Task details ▸
Find the line containing "indicate the platform", then output it and every line after it through the end of the listing below, exactly as written.

Listed records ▸

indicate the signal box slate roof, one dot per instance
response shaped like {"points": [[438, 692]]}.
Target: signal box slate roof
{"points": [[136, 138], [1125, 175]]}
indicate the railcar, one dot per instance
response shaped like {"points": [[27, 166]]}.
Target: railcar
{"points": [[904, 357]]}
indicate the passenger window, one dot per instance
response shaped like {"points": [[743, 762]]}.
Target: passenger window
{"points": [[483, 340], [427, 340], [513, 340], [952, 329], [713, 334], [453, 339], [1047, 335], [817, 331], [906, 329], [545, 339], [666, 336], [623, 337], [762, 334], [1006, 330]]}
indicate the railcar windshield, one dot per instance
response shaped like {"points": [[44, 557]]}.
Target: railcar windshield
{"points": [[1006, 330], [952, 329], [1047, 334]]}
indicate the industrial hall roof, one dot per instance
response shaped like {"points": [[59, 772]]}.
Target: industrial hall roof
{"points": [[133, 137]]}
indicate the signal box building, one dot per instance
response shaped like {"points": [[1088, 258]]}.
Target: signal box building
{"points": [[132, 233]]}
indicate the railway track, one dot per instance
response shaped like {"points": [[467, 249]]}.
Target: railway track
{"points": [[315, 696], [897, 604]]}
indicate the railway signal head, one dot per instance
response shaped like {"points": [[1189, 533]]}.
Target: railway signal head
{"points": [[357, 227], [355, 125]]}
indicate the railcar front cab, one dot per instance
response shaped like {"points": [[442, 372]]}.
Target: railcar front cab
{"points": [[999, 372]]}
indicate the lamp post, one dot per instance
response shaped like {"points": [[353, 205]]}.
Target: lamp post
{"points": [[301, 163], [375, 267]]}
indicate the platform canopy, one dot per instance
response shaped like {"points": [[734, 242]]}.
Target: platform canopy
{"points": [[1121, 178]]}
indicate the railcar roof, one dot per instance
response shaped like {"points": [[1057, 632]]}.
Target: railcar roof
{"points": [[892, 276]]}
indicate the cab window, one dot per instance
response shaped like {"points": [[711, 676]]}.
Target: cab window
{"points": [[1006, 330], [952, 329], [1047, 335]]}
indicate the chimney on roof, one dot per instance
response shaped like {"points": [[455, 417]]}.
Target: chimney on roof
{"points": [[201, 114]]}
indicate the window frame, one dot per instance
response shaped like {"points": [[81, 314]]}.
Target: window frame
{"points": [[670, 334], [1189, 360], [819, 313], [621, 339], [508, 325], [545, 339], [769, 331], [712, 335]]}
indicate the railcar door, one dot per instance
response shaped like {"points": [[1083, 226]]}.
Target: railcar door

Expected answer ▸
indicate the platform canopy, one dot per instance
response shaped like {"points": [[734, 242]]}.
Target: platform canopy
{"points": [[1121, 178]]}
indicate the railcar roof, one dot per instance
response shaped like {"points": [[1057, 632]]}.
Target: railcar roof
{"points": [[892, 276]]}
indicate the cab window, one dot per instance
response shaped like {"points": [[711, 676]]}.
Target: cab window
{"points": [[1006, 330], [952, 329], [1047, 335]]}
indicate the chimney on roof, one dot per instance
response shaped like {"points": [[455, 417]]}.
Target: chimney on roof
{"points": [[201, 114]]}
indicate the window frame, one dot per instance
response shaped like {"points": [[81, 314]]}.
Target: window frame
{"points": [[670, 334], [1189, 360], [819, 313], [621, 339], [508, 325], [545, 339], [769, 331], [712, 335]]}
indicate the railcar door, one dot per instance
response shaped like {"points": [[1083, 226]]}.
Target: railcar door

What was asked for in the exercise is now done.